◆ Activity
What is needed here is an exact copy of all the data.

[Natural language region descriptions]
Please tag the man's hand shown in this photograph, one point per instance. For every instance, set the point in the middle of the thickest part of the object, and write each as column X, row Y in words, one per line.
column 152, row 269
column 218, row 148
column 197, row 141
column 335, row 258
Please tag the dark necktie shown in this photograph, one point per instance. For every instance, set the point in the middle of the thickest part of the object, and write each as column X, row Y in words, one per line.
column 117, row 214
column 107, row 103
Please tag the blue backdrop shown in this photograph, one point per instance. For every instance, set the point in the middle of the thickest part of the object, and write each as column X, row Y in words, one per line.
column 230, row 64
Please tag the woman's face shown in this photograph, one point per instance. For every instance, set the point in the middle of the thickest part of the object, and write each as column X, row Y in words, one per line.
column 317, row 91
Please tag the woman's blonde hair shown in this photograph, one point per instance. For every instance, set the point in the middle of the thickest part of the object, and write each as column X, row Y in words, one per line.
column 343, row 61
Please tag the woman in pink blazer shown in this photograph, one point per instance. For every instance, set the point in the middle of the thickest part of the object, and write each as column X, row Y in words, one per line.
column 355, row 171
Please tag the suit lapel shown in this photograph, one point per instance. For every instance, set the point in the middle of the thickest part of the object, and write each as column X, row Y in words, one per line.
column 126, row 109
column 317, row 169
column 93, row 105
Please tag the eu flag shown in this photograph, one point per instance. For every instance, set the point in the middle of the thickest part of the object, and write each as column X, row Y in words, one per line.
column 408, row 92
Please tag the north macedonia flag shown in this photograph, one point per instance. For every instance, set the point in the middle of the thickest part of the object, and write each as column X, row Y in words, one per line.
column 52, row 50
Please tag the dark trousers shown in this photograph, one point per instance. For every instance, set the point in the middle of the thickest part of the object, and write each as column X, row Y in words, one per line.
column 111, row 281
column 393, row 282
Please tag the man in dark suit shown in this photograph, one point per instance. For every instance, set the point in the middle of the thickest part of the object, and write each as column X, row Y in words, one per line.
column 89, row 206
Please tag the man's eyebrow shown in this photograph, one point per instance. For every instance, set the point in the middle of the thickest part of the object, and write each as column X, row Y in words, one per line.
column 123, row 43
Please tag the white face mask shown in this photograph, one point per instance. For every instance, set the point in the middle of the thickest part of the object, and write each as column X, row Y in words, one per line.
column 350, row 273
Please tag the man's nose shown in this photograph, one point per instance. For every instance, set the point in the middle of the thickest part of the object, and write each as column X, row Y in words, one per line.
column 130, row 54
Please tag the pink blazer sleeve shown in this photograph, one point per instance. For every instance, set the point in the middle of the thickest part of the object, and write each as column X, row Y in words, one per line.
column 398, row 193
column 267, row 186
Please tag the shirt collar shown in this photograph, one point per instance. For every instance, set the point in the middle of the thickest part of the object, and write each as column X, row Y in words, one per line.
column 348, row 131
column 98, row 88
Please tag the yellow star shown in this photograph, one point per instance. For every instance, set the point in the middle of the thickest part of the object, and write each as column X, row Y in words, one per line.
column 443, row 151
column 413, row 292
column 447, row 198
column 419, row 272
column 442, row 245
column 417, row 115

◆ Output for this exercise
Please tag the man's hand shown in this photograph, one point per instance. For every instance, set the point in the middle of the thickest part of the object, and write each as column X, row Y in words, one per line.
column 152, row 269
column 218, row 148
column 197, row 141
column 335, row 258
Please tag the dark necktie shown in this photograph, one point per instance. For every instance, set the point in the middle of the thickest part of the object, and write each as column X, row Y in words, one per line.
column 117, row 214
column 107, row 103
Please tag the blue backdrop shown in this photograph, one point per instance. For every instance, set the point in the middle of the thickest part of the object, and write each as column X, row Y in words, one per line.
column 230, row 64
Please tag the woman's face shown in this photograph, one point per instance. For every instance, set the point in the middle of the thickest part of the object, and write each as column X, row Y in words, one per line.
column 317, row 91
Please tag the woman's blonde hair shown in this photograph, one point per instance. For every instance, set the point in the middle of the thickest part of the object, and write each as column X, row Y in words, one per line.
column 343, row 61
Please tag the woman in pink blazer shown in this photograph, one point per instance. For every instance, set the point in the middle of the thickest part of the object, and write each as column X, row Y in words, one per line.
column 355, row 171
Please tag the suit lapel shown in this photograph, one point per instance. For every instance, set the point in the middle of the thickest part of the object, and write each as column X, row Y in words, one per line.
column 126, row 109
column 317, row 169
column 93, row 105
Please tag the eu flag shown in this photograph, one point per instance. For every instance, set the point in the middle of the thickest part of the object, and write each as column X, row Y in words, one per line.
column 408, row 92
Please tag the north macedonia flag shown in this photograph, one point per instance. For every instance, set the point in the middle of the thickest part of the object, and write each as column X, row Y in words, one per line.
column 52, row 50
Please tag the dark trousers shown in this photograph, one point per instance. For every instance, set the point in the middle of the thickest part of the object, and write each as column X, row Y in words, one per line.
column 111, row 281
column 393, row 282
Please tag the man in dark suit shown in this photograph, one point per instance. For every instance, set the point in the middle of the thickest part of the object, and write each as column X, row Y in words, one per line.
column 89, row 206
Please tag the man's eyebrow shown in this photograph, one point per instance. For every instance, set the point in the middle of the thickest part of the object, and write each as column X, row Y in words, one per line.
column 123, row 43
Please tag the white face mask shown in this photograph, one point per instance. For every instance, set the point in the middle of the thickest part of the object, and write each as column X, row Y in words, one per line.
column 350, row 273
Please tag the man's nose shown in this photograph, one point per instance. For every instance, set the point in the middle of the thickest part of the object, and write each as column X, row Y in words, one per line.
column 130, row 54
Please tag the pink blazer sleeve shown in this photograph, one point per instance. For every instance, set the point in the middle of the thickest part of the object, and write each as column X, row Y in words, one per line.
column 398, row 193
column 267, row 186
Please tag the shirt collar shown in this photograph, one point per instance. For every instance, set the point in the middle of the thickest part of the object, and write each as column X, row Y in words, one per line.
column 348, row 131
column 98, row 88
Please tag the yellow star shown in this photograph, one point per instance. For every instance, set the point in the middle of the thickest part of the object, and write each as column X, row Y in words, one per line.
column 443, row 151
column 413, row 292
column 447, row 198
column 419, row 272
column 442, row 245
column 417, row 115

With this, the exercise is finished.